C’est peut-être là, en effet, l’une des plus grosses inquiétudes de nos fabricans et la plus grave menace pour l’avenir. Étant donnée la disgrâce prolongée de la dentelle, si une reprise se manifestait, trouverait-on, et dans un avenir peu éloigné trouvera-t-on assez de dentellières habiles pour assurer la supériorité de la marque ? ou, si l’on n’y prend garde, dans un délai rapproché, le niveau artistique de nos dentelles n’arrivera-t-il pas forcément à baisser, les dentellières, aujourd’hui, se faisant de plus en plus rares et le recrutement en étant presque nul ?

◆ ◆ ◆ ◆ ◆ ◆ ◆

> _CONSIGNE_
Recopiez mot pour mot, s'il vous plaît, tout ce qui va de « C’est peut-être là, en » jusqu'à « étant presque nul ? » dans l'extrait sur la dentelle. Les données ci-dessous proviennent d'une autre source.

> _LIGNES_
◆ ◆ ◆ ◆ ◆ ◆ ◆

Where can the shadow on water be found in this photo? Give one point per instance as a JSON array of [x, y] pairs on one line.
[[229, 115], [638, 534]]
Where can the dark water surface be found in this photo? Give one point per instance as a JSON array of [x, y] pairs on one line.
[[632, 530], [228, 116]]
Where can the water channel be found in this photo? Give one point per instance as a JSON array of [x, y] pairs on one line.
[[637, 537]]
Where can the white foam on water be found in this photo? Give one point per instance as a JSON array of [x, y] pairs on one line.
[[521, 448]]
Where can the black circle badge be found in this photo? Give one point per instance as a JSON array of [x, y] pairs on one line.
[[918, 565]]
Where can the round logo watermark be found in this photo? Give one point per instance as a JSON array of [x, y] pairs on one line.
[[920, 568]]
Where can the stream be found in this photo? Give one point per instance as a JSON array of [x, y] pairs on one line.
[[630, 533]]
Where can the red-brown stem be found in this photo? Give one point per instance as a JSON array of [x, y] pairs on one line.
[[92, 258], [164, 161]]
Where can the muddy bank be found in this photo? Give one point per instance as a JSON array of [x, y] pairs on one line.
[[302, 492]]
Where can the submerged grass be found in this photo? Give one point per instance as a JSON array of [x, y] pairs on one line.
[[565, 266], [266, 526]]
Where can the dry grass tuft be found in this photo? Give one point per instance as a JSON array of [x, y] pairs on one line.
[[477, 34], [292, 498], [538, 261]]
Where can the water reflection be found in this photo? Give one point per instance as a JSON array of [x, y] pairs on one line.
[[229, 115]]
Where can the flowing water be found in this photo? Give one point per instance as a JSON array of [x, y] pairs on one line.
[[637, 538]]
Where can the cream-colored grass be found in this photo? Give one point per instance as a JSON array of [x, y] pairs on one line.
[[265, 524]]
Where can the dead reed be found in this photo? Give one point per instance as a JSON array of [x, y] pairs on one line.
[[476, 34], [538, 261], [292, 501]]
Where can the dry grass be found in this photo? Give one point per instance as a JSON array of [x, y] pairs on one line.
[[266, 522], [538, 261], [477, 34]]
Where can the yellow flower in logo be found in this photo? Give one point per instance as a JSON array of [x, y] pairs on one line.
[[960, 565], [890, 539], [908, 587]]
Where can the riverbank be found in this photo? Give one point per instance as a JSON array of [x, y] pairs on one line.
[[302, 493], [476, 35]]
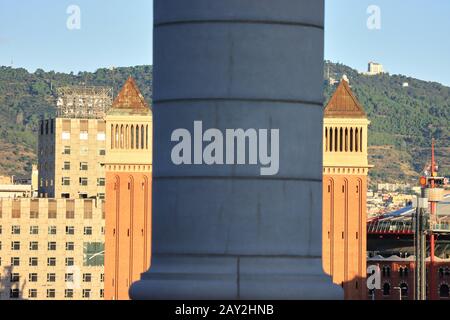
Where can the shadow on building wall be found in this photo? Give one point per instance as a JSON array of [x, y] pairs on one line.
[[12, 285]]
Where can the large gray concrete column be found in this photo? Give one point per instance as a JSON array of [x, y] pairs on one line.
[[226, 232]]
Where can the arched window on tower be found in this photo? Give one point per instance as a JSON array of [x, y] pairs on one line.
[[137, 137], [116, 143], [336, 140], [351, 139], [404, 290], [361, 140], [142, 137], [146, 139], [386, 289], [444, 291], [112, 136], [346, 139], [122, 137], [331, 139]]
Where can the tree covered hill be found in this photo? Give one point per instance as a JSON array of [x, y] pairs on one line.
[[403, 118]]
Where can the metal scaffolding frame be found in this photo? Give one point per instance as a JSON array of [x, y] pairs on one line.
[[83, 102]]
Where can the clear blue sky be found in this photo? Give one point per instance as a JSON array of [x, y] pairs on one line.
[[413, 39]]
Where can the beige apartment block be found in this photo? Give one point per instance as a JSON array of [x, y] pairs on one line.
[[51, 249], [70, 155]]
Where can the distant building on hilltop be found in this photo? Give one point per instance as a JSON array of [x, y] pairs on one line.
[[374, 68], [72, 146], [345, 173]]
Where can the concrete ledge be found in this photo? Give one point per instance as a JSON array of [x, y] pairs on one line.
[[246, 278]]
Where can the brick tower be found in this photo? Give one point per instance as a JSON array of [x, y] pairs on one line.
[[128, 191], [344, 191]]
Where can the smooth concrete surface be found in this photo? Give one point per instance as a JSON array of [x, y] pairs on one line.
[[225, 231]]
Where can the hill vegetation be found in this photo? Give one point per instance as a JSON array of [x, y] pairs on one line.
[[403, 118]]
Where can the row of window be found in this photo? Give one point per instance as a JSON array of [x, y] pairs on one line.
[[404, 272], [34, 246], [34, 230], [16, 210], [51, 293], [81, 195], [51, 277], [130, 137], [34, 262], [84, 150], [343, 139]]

◆ ◆ ◆ ◆ ◆ ◆ ◆

> _RÉPONSE ATTENDUE_
C’est peut-être là, en effet, l’une des plus grosses inquiétudes de nos fabricans et la plus grave menace pour l’avenir. Étant donnée la disgrâce prolongée de la dentelle, si une reprise se manifestait, trouverait-on, et dans un avenir peu éloigné trouvera-t-on assez de dentellières habiles pour assurer la supériorité de la marque ? ou, si l’on n’y prend garde, dans un délai rapproché, le niveau artistique de nos dentelles n’arrivera-t-il pas forcément à baisser, les dentellières, aujourd’hui, se faisant de plus en plus rares et le recrutement en étant presque nul ?